#### Exercise details:
Convert every line of the records below into a Markdown table with two columns, Row and Line, numbering each row and leaving out any blank lines.

#### Data for processing:
_____
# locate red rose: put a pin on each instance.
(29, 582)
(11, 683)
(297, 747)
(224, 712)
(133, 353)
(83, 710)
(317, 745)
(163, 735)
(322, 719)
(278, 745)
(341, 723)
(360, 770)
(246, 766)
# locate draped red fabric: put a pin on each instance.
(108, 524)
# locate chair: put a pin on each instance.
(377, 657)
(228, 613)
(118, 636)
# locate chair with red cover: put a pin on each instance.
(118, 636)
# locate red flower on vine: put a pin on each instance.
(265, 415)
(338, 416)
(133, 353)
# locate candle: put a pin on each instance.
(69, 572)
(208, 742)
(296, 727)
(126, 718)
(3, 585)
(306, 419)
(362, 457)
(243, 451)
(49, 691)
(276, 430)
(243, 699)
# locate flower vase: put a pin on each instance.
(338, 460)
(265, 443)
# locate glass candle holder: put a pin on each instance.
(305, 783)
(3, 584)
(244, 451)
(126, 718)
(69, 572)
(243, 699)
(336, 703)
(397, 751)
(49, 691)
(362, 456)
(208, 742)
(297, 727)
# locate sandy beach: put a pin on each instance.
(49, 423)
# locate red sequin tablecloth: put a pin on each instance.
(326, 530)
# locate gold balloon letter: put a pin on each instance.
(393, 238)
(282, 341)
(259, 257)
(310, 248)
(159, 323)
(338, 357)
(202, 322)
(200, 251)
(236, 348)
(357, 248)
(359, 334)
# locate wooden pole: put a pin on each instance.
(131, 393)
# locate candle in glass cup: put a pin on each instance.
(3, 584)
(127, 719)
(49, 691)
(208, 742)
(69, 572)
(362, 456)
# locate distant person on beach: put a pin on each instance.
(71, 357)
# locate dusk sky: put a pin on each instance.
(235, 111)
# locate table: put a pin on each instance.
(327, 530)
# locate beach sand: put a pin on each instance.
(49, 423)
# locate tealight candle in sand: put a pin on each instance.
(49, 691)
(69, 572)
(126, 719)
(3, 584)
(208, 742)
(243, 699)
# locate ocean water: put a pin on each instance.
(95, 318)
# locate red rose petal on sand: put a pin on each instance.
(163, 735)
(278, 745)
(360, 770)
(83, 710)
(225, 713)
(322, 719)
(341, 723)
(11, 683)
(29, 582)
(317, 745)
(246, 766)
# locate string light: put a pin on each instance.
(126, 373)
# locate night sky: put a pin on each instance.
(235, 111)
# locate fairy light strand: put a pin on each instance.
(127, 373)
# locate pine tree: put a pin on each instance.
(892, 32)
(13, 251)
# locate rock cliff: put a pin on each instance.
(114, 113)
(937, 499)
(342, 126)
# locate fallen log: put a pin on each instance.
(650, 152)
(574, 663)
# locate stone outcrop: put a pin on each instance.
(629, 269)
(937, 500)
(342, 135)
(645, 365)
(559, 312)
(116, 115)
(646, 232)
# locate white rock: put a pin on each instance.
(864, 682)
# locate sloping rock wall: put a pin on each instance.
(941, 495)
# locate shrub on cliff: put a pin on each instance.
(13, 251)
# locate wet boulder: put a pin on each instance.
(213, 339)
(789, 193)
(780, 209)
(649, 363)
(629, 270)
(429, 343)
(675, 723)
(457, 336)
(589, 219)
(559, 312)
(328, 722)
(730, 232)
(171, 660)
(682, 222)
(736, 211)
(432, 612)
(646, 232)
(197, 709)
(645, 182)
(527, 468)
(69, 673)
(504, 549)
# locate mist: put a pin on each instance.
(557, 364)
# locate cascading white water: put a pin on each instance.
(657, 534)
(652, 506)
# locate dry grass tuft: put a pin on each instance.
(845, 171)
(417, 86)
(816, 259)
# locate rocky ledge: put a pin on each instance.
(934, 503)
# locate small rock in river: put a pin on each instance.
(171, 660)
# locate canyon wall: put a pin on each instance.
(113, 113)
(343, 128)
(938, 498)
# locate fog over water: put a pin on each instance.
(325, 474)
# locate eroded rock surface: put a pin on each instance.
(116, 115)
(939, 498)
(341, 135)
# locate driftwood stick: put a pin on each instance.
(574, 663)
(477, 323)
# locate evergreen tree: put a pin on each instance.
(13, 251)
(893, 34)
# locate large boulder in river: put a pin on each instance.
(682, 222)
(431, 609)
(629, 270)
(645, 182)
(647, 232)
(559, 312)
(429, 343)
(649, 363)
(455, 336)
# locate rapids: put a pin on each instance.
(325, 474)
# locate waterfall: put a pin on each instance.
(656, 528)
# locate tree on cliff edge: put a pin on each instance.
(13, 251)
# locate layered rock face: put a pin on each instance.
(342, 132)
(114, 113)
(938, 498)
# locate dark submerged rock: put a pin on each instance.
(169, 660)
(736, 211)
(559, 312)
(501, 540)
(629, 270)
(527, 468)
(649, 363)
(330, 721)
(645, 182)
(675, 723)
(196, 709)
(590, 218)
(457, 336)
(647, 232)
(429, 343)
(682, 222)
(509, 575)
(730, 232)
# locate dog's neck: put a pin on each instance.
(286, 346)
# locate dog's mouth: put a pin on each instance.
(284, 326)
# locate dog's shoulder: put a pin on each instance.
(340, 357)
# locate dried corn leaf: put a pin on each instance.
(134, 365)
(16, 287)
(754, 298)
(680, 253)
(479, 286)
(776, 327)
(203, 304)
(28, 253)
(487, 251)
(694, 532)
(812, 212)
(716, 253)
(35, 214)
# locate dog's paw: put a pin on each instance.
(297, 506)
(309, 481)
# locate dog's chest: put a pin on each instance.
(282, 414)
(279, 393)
_____
#### The output:
| Row | Line |
|---|---|
| 1 | # locate red rose: put a pin on each instance. |
| 2 | (29, 582) |
| 3 | (11, 683) |
| 4 | (297, 747) |
| 5 | (224, 712) |
| 6 | (133, 353) |
| 7 | (83, 710) |
| 8 | (317, 745) |
| 9 | (163, 735) |
| 10 | (322, 719) |
| 11 | (278, 745) |
| 12 | (341, 723) |
| 13 | (360, 770) |
| 14 | (246, 766) |
| 15 | # locate draped red fabric: put a pin on each instance. |
| 16 | (108, 524) |
| 17 | # locate chair: put a pin on each instance. |
| 18 | (377, 657) |
| 19 | (228, 613) |
| 20 | (118, 636) |
| 21 | # locate chair with red cover: put a pin on each instance. |
| 22 | (118, 636) |
| 23 | # locate red flower on vine: put a pin on each instance. |
| 24 | (265, 415) |
| 25 | (338, 416) |
| 26 | (133, 353) |
| 27 | # locate candle: put a pin on each instance. |
| 28 | (69, 572) |
| 29 | (208, 742) |
| 30 | (296, 727) |
| 31 | (126, 718) |
| 32 | (3, 585) |
| 33 | (306, 419) |
| 34 | (362, 457) |
| 35 | (243, 451) |
| 36 | (49, 691) |
| 37 | (276, 430) |
| 38 | (243, 699) |
| 39 | # locate flower vase: put a pin on each instance. |
| 40 | (338, 460) |
| 41 | (265, 443) |
| 42 | # locate glass candle holder: put a pin on each instance. |
| 43 | (305, 783) |
| 44 | (3, 584) |
| 45 | (244, 451) |
| 46 | (126, 718) |
| 47 | (69, 572) |
| 48 | (243, 699) |
| 49 | (336, 703) |
| 50 | (397, 751) |
| 51 | (49, 691) |
| 52 | (362, 456) |
| 53 | (208, 742) |
| 54 | (297, 727) |
| 55 | # locate sandy beach: put a pin on each instance. |
| 56 | (49, 423) |
| 57 | # locate red sequin tablecloth: put a pin on each instance. |
| 58 | (326, 530) |
| 59 | # locate gold balloon letter: put a pin on each instance. |
| 60 | (393, 238) |
| 61 | (282, 341) |
| 62 | (259, 257) |
| 63 | (310, 248) |
| 64 | (159, 323) |
| 65 | (338, 357) |
| 66 | (202, 322) |
| 67 | (200, 251) |
| 68 | (236, 348) |
| 69 | (357, 248) |
| 70 | (359, 334) |
| 71 | # locate wooden pole: put a pin on each instance. |
| 72 | (131, 393) |
| 73 | # locate candle in glass cup: put a pin on each instance. |
| 74 | (3, 584) |
| 75 | (127, 719) |
| 76 | (49, 691) |
| 77 | (208, 742) |
| 78 | (69, 572) |
| 79 | (362, 456) |
| 80 | # locate distant person on beach: put a pin on each instance. |
| 81 | (71, 357) |
| 82 | # locate dusk sky: put a pin on each instance. |
| 83 | (235, 111) |
| 84 | # locate table: put a pin on each instance. |
| 85 | (327, 530) |
| 86 | # locate beach sand: put a pin on each instance. |
| 87 | (49, 423) |
| 88 | # locate tealight candle in sand: put a pin on each instance. |
| 89 | (49, 691) |
| 90 | (69, 572) |
| 91 | (126, 719) |
| 92 | (3, 584) |
| 93 | (208, 742) |
| 94 | (243, 699) |
| 95 | # locate ocean water: put a pin on each instance. |
| 96 | (95, 318) |
| 97 | # locate red rose petal on sand: put a pin on each instance. |
| 98 | (163, 735) |
| 99 | (278, 745) |
| 100 | (360, 770) |
| 101 | (83, 710) |
| 102 | (225, 713) |
| 103 | (322, 719) |
| 104 | (341, 723) |
| 105 | (11, 683) |
| 106 | (29, 582) |
| 107 | (317, 745) |
| 108 | (246, 766) |
| 109 | # locate string light: put a pin on each instance. |
| 110 | (126, 373) |
| 111 | # locate night sky: put a pin on each instance. |
| 112 | (235, 111) |
| 113 | # locate fairy light strand: put a pin on each instance. |
| 114 | (127, 373) |
| 115 | # locate pine tree: put a pin on each instance. |
| 116 | (892, 32) |
| 117 | (13, 251) |
| 118 | # locate rock cliff: put a pin on each instance. |
| 119 | (114, 113) |
| 120 | (937, 499) |
| 121 | (342, 126) |
| 122 | # locate fallen log: put a pin on each instance. |
| 123 | (650, 152) |
| 124 | (574, 663) |
| 125 | # locate stone outcrop: put a pin on each instance. |
| 126 | (629, 269) |
| 127 | (937, 500) |
| 128 | (342, 135) |
| 129 | (645, 365) |
| 130 | (559, 312) |
| 131 | (116, 115) |
| 132 | (646, 232) |
| 133 | # locate white rock: put a pin on each instance. |
| 134 | (864, 682) |
| 135 | # locate sloping rock wall: put a pin on each instance. |
| 136 | (941, 495) |
| 137 | # locate shrub on cliff: put a pin on each instance. |
| 138 | (13, 251) |
| 139 | # locate wet boulder: put a pin on each instance. |
| 140 | (213, 339) |
| 141 | (789, 193) |
| 142 | (780, 209) |
| 143 | (649, 363) |
| 144 | (629, 270) |
| 145 | (429, 343) |
| 146 | (675, 723) |
| 147 | (457, 336) |
| 148 | (589, 219) |
| 149 | (559, 312) |
| 150 | (328, 722) |
| 151 | (730, 232) |
| 152 | (171, 660) |
| 153 | (682, 222) |
| 154 | (736, 211) |
| 155 | (432, 612) |
| 156 | (646, 232) |
| 157 | (197, 709) |
| 158 | (645, 182) |
| 159 | (527, 468) |
| 160 | (69, 673) |
| 161 | (504, 549) |
| 162 | # locate mist: put a pin on each instance. |
| 163 | (557, 364) |
| 164 | # locate cascading white water: put a pin on each instance. |
| 165 | (657, 534) |
| 166 | (652, 506) |
| 167 | # locate dry grass tuft: put a pin on each instance. |
| 168 | (845, 171) |
| 169 | (417, 86) |
| 170 | (816, 259) |
| 171 | # locate rocky ledge: put a pin on each instance. |
| 172 | (934, 503) |
| 173 | # locate small rock in river: put a pin on each instance. |
| 174 | (171, 660) |
| 175 | # locate canyon wall: put a pin on each instance. |
| 176 | (113, 113) |
| 177 | (343, 128) |
| 178 | (938, 498) |
| 179 | # locate fog over water: put a pin on each instance. |
| 180 | (325, 474) |
| 181 | # locate eroded rock surface: put a pin on each instance. |
| 182 | (116, 115) |
| 183 | (939, 498) |
| 184 | (341, 135) |
| 185 | # locate driftwood stick: put a pin on each instance. |
| 186 | (574, 663) |
| 187 | (477, 323) |
| 188 | # locate evergreen tree: put a pin on each instance. |
| 189 | (13, 251) |
| 190 | (893, 34) |
| 191 | # locate large boulder in river: put a pin on each instance. |
| 192 | (682, 222) |
| 193 | (431, 609) |
| 194 | (629, 270) |
| 195 | (645, 182) |
| 196 | (647, 232) |
| 197 | (559, 312) |
| 198 | (429, 343) |
| 199 | (649, 363) |
| 200 | (455, 336) |
| 201 | # locate rapids: put a pin on each instance. |
| 202 | (325, 474) |
| 203 | # locate waterfall: put a pin on each instance. |
| 204 | (656, 528) |
| 205 | # locate tree on cliff edge: put a pin on each instance. |
| 206 | (13, 251) |
| 207 | # locate layered rock face: put a pin on each instance. |
| 208 | (342, 132) |
| 209 | (114, 113) |
| 210 | (938, 498) |
| 211 | # locate dark submerged rock: put a pin on each instance. |
| 212 | (169, 660) |
| 213 | (736, 211) |
| 214 | (559, 312) |
| 215 | (501, 540) |
| 216 | (629, 270) |
| 217 | (527, 468) |
| 218 | (649, 363) |
| 219 | (330, 721) |
| 220 | (645, 182) |
| 221 | (675, 723) |
| 222 | (196, 709) |
| 223 | (590, 218) |
| 224 | (457, 336) |
| 225 | (647, 232) |
| 226 | (429, 343) |
| 227 | (682, 222) |
| 228 | (509, 575) |
| 229 | (730, 232) |
| 230 | # locate dog's neck: put a pin on each instance. |
| 231 | (286, 346) |
| 232 | # locate dog's mouth: put a pin on each instance. |
| 233 | (284, 326) |
| 234 | # locate dog's shoulder: put a pin on each instance. |
| 235 | (340, 357) |
| 236 | # locate dried corn leaf: put a pin on each instance. |
| 237 | (134, 365) |
| 238 | (16, 287) |
| 239 | (754, 298) |
| 240 | (680, 253) |
| 241 | (479, 286) |
| 242 | (776, 327) |
| 243 | (203, 304) |
| 244 | (28, 253) |
| 245 | (487, 251) |
| 246 | (694, 532) |
| 247 | (812, 212) |
| 248 | (716, 253) |
| 249 | (35, 214) |
| 250 | # locate dog's paw: put a pin on each instance. |
| 251 | (297, 506) |
| 252 | (309, 481) |
| 253 | # locate dog's chest: put a pin on each instance. |
| 254 | (282, 414) |
| 255 | (279, 393) |